**Problem details:** Begin at the line that has "panel for player-tracking calibration." and stop after the line that has "[230,596,329,689]". Rescale only those lines: give them all again and change nothing but the bounding-box coordinates, each multiplied by 0.2 and rounded to a whole number, with halves rounding up.
** BEGIN Dataset **
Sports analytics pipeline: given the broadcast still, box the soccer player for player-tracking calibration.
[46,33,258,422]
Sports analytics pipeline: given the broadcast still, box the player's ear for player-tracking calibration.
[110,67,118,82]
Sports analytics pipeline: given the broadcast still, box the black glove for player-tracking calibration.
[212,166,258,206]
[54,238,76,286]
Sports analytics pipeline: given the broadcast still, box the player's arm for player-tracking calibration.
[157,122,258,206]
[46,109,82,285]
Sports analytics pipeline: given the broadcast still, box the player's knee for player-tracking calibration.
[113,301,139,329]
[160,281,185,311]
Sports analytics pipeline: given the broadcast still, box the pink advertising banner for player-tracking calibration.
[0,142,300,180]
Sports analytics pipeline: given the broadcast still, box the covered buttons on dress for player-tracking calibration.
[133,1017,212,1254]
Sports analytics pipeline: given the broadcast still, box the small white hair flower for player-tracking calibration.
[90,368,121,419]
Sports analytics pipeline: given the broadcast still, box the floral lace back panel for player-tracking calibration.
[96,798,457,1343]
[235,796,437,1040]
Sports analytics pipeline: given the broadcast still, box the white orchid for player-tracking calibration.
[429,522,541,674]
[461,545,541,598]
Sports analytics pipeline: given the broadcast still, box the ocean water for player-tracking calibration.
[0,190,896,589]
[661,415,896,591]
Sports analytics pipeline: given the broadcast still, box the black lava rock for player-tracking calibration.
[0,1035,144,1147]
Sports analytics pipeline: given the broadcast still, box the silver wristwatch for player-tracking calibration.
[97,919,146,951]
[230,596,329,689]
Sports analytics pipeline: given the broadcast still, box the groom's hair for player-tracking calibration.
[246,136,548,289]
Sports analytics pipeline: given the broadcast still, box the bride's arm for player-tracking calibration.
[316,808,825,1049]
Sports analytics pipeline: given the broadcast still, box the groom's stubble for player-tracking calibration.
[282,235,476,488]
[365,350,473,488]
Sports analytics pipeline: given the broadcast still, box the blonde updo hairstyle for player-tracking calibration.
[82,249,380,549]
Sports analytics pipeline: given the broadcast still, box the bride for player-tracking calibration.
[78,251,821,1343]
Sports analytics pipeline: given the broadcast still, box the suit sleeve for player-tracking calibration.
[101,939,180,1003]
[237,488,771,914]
** END Dataset **
**Exercise response:**
Sports analytics pipeline: given the broadcast still, box the floral lace back panel for player-tracking calibration.
[19,160,91,269]
[47,159,87,208]
Sports analytics pipeline: given the broadcast still, box the white orchid for player-tracking calibration.
[86,104,108,135]
[92,109,108,120]
Sports analytics pipeline: given the broadcast still, box the ocean water for player-tracking calibration.
[0,38,179,118]
[132,83,179,118]
Sports analytics pipeline: given the broadcast still, box the black lava rock for player-tracking calibration.
[0,207,29,229]
Sports analytics pipeline: given the broadcast still, box the silver wristwatch for player-tracking calibration.
[19,184,29,190]
[46,119,66,138]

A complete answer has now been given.